# DATA FOR THIS EXERCISE

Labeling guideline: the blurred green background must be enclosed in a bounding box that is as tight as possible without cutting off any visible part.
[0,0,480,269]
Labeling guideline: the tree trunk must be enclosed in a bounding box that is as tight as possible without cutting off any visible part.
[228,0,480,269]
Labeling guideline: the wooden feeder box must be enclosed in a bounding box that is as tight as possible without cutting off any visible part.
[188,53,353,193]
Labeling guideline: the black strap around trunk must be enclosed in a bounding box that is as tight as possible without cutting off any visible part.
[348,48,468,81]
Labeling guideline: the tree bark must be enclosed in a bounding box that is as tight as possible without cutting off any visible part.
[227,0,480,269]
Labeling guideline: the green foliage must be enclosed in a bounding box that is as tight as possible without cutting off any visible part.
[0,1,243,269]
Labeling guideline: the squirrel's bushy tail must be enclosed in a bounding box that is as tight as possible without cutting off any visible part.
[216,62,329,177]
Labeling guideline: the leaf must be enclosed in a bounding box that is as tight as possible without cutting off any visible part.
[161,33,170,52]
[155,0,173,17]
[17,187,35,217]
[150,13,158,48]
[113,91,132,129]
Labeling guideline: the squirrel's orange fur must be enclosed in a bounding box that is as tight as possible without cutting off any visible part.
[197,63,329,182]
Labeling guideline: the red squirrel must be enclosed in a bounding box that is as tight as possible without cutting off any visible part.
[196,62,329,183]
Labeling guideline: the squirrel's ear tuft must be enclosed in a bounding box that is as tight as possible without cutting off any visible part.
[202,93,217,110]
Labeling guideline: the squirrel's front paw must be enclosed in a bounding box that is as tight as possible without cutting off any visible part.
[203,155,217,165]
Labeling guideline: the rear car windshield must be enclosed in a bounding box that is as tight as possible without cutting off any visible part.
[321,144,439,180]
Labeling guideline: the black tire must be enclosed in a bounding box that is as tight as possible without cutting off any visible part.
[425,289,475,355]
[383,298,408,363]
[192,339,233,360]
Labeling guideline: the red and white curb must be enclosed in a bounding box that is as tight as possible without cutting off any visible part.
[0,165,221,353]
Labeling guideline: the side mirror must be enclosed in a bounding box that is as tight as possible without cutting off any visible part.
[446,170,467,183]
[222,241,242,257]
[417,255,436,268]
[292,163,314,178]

# DIRECTIVE
Rescale the lines from the one containing "Labeling guideline: the squirrel's orange" down through the end of the records, writing them out again with the requests included and every bounding box coordinate multiplied by 2.5, rounded to whole numbers with halves going up. Leave the lines before that point out.

# COMPLETE OUTPUT
Labeling guideline: the squirrel's orange fur must be enclosed in a bounding box that is as tight as possible without cutting off any visible part.
[493,158,823,455]
Labeling guideline: the red squirrel must be enclosed in a bounding box that is as tight as possible without cutting off any visible part.
[490,155,823,458]
Labeling guideline: the squirrel's ear tuft must be enclosed in a bounding box that is as tight as possible without cutting off any visible part.
[505,233,543,275]
Labeling guideline: the squirrel's front paw must be enclosed in a bounding box that is as tight as possible without cutting off any visible part.
[508,388,543,413]
Labeling guideline: the rear car windshield must be enclosed in a bounding box that is as tight as possible without cutting off any visible part.
[803,360,1098,450]
Labeling guideline: the black tire must be enclosed in a bounding box that is as tight as possible without cutting off any visible part.
[1063,723,1188,888]
[958,745,1020,908]
[480,848,583,900]
Labeling guideline: the red and white curb must be enclosed in a bounding box that is as tight as possible without cutting off any visible part.
[0,413,553,883]
Labeling guideline: the side mirror must be enclosed in a bounding box that is as tight as possible without cutting off any visible part.
[1115,425,1168,458]
[555,603,605,643]
[1043,638,1090,670]
[730,408,785,445]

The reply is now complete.